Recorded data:

☆ ☆ ☆ ☆ ☆

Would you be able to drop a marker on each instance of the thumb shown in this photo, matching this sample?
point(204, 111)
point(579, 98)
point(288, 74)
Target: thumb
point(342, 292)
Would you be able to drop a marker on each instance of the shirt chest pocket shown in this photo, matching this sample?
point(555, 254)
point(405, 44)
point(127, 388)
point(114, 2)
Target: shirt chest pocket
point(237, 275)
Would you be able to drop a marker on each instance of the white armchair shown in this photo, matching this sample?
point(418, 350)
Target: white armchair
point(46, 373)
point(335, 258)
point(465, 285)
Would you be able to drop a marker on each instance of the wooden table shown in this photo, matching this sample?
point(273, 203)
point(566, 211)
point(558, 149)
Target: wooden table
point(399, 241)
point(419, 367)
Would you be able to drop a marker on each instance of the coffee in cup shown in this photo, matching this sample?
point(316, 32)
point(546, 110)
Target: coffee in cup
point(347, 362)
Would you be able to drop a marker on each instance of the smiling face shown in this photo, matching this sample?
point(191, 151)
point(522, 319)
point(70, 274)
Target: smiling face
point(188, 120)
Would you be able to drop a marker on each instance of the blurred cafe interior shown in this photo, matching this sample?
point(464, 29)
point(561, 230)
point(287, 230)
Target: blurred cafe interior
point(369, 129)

☆ ☆ ☆ ☆ ☆

■ WHAT NEEDS TO BE DONE
Produce an exact copy of each line from the one holding "point(191, 151)" through the last line of the records, both included, and nothing more.

■ ANSWER SECTION
point(191, 151)
point(522, 319)
point(70, 274)
Target: smiling face
point(188, 120)
Would you be able to drop a marker on each instance of the blurred cafe interior shown in this photo, matching this sample?
point(464, 29)
point(561, 230)
point(287, 230)
Target: blurred cafe interior
point(369, 129)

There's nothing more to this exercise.